Text section →
========================================================================
8th May 2026
by Sara Robertson

Understanding the challenges and seeking a way forward

Sara Robertson sets out why EX:CHANGE 2026 is designed to help the community find a way to respond to the pressures facing language professionals

Over the last few weeks I've heard many examples of members who are finding it genuinely hard to maintain their translation businesses. The once-steady stream of regular translation work has slowed; the downward pressure on rates continues to be a source of worry. And there are some ITI members who are wondering whether the profession they care about still has a future. Some have concluded that it does not. I don't dismiss this view, but I personally believe that there will still be a need for highly skilled professional translators who have the knowledge and experience required to work in specialist fields.

However, widespread concerns about the future are genuine and they are shared by  Board members and the staff team. And, sadly, they are not new, nor are they simply the result of the rise of generative AI. The downward pressure on rates has been building for years, driven by a structural shift in how language services are bought and sold. What has accelerated that shift – and made it feel more acute – is the growing conviction among some clients that machine translation tools can deliver the same standard of output as a skilled human professional, only faster and at a fraction of the cost.

All linguists know that this conviction is, in most contexts that matter, simply wrong. But knowing that AI output is inadequate for high-stakes work doesn't matter if your clients do not know it, or have not experienced the consequences of getting it wrong. The errors in a mistranslated legal document or medical instruction tend to surface quietly, and well after the commissioning decision has been made. In the meantime, the professional who could have done the job properly has been passed over. The Guardian's recent analysis of the situation facing Europe's translators is worth reading for anyone who wants to understand why:

We are acutely aware of this and so we continue to explore different ways of responding to these complex challenges. We seek out opportunities to advocate for the value of human translators and interpreters and we engage in policy discussions with stakeholders to try to build a greater awareness of the need for machine translation literacy. We have also added more business skills topics to our training offer and are working to add further useful resources to our website.

The recognition that the needs of the profession are evolving is also the reason why the board agreed that we needed to think differently about our 2026 conference — EX:CHANGE 2026, which takes place at Unity Place in Milton Keynes in July. We deliberately moved away from the familiar format and have worked with the conference advisory committee to create a participative structure designed to generate outcomes rather than just discussion, supported by a broad range of invited speakers and panellists.

The conference is constructed around three themes that have become central to building a successful career in the industry as it is today. The format is deliberately participative because we recognise that we don't have all the answers, and we want to create a space where the community can work towards solutions together. The aim is to generate practical takeaways and commitments to action, and we intend the conversations to continue well beyond the event.
========================================================================
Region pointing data
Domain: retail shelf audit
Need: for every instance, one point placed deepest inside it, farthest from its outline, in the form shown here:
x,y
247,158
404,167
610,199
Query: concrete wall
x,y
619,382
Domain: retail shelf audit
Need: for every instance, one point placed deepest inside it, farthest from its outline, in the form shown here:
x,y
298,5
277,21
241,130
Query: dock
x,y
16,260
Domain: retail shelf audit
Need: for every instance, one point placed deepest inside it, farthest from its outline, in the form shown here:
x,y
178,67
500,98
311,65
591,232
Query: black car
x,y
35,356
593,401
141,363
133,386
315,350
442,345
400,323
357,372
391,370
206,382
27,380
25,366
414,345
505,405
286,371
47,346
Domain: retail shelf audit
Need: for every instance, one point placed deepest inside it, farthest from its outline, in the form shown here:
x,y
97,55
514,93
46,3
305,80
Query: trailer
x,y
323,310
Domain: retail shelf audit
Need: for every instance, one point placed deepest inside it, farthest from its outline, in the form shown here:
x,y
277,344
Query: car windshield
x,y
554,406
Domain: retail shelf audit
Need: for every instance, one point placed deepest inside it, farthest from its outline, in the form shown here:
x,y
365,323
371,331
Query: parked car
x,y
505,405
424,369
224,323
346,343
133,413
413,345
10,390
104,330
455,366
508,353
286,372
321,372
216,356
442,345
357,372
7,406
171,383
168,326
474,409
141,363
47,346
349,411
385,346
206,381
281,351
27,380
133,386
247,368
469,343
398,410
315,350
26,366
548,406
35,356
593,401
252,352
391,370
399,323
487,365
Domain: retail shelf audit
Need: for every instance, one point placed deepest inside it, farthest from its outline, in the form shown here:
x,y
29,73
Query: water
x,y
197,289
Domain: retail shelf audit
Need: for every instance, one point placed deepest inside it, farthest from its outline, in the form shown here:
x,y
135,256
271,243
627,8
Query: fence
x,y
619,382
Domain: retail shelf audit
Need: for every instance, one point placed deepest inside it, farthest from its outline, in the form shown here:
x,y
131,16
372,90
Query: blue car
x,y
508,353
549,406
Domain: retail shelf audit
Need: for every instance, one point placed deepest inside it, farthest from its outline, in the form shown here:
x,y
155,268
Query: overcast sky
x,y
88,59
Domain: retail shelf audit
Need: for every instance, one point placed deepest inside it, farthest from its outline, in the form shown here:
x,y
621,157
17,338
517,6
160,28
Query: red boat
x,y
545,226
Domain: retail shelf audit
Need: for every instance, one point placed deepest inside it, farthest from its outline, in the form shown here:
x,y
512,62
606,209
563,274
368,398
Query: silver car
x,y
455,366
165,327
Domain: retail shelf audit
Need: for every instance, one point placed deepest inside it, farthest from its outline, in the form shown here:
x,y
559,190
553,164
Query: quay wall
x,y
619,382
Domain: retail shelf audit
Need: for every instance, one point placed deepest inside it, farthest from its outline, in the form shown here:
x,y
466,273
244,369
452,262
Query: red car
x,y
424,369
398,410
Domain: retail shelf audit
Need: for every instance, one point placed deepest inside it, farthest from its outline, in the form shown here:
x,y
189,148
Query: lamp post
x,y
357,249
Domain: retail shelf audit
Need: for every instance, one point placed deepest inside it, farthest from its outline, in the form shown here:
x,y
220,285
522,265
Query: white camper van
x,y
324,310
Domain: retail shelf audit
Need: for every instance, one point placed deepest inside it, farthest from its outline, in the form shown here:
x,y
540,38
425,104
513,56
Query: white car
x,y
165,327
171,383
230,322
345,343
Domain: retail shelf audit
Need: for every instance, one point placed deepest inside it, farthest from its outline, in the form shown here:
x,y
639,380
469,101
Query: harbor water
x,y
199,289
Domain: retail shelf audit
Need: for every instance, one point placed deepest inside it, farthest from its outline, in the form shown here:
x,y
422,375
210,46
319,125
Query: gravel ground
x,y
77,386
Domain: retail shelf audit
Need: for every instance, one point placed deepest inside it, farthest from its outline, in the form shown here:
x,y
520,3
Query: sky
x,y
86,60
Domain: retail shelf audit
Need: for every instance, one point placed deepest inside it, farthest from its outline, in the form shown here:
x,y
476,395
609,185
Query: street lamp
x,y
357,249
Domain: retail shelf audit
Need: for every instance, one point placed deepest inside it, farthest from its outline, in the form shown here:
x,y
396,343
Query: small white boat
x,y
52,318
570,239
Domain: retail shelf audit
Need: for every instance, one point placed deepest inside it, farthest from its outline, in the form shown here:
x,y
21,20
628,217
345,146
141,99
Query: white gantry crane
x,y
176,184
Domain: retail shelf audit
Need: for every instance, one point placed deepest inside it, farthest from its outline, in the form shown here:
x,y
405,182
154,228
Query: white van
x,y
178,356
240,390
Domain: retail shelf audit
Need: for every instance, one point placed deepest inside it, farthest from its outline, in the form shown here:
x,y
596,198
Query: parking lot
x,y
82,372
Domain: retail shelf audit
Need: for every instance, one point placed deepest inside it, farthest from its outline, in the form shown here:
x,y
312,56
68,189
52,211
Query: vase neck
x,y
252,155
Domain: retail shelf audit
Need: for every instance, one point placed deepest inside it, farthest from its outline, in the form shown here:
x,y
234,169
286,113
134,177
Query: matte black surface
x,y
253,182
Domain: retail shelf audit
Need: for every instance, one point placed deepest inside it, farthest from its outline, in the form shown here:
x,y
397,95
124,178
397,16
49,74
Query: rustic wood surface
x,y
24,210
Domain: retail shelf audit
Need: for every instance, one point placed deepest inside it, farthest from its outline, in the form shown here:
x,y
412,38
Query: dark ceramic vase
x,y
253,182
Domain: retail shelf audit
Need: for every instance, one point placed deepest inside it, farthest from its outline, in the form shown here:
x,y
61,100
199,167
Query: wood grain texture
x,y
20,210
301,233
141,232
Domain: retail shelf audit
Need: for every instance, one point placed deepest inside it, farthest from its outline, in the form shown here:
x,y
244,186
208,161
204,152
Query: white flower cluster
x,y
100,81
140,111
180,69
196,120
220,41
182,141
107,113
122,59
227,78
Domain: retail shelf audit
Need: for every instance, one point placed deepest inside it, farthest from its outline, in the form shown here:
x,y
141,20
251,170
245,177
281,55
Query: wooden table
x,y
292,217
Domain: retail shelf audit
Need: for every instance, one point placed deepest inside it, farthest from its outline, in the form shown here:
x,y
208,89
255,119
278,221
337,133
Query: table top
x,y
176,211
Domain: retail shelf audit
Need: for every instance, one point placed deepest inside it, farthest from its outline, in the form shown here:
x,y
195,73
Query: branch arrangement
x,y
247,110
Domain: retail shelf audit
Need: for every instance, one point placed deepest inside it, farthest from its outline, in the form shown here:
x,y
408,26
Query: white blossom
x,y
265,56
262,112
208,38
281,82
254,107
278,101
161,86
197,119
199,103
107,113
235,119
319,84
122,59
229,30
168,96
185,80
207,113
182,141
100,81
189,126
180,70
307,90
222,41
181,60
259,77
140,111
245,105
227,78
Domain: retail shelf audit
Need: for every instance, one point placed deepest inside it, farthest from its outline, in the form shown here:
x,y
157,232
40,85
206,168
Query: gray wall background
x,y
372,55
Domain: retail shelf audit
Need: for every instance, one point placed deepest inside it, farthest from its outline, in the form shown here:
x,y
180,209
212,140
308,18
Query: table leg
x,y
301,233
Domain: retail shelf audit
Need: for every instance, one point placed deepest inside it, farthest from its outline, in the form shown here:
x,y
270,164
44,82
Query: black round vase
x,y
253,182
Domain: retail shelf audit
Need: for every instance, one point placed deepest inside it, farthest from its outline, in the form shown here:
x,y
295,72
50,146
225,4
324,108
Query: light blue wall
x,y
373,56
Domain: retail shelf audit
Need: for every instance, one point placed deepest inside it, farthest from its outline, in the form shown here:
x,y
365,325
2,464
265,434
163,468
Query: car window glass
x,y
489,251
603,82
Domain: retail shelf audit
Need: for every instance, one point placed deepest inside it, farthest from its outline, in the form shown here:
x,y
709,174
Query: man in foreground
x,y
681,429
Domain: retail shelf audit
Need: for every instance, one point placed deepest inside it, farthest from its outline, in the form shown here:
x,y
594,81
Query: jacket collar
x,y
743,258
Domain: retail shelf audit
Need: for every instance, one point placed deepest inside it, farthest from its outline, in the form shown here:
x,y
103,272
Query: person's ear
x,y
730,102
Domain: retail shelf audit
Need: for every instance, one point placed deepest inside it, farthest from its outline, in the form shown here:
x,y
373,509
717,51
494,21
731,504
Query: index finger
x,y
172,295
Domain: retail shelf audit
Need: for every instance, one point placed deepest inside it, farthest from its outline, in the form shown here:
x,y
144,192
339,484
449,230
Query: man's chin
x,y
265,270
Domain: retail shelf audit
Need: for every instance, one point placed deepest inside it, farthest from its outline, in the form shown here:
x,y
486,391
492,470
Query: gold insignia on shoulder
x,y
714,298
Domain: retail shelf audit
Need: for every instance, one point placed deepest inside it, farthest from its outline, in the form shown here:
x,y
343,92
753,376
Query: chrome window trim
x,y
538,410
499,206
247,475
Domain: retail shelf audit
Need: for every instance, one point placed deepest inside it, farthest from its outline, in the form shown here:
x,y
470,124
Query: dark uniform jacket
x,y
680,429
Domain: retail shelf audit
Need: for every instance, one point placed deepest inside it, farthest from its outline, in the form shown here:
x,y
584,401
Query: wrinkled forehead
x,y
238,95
========================================================================
What the task asks → Carry on the article about EX:CHANGE 2026 and the pressures on language professionals, picking up after its final sentence. The records have no role in this exercise.

Exercise answer →
The first theme is engaging with clients. This is not simply about communication skills. It is about the harder question of how professional translators and interpreters articulate their value in a market that has been told, repeatedly, that their work can be done more cheaply by a machine. The session brings clients and practitioners into the same room for an honest conversation about what each side needs, and how both can gain when the working relationship functions properly. Speakers include Jennifer Vela-Valido, Global Language Quality Programme Manager at Spotify, and Dr Samuel Läubli, CEO of Supertext, alongside a keynote from Christophe Fricker, who will challenge some of the assumptions professional translators hold about the way they present themselves to clients.

The second theme is entrepreneurship and business development. There is no denying that the traditional agency model has changed significantly, and for many self-employed translators the pipeline and the workflows look very different from how they did even five years ago. This session will be intentionally practical, addressing the question of how you build a sustainable practice in the current environment. How do you find and keep direct clients, market your expertise effectively, and make sound decisions about where to focus your energy? Dr Sonia Koller, whose research sits at the intersection of entrepreneurship and psychology, will open the session, and will be joined by a panel that includes our local NatWest Business Accelerator Manager and an entrepreneur who has built one of the Nordic region's leading language service companies.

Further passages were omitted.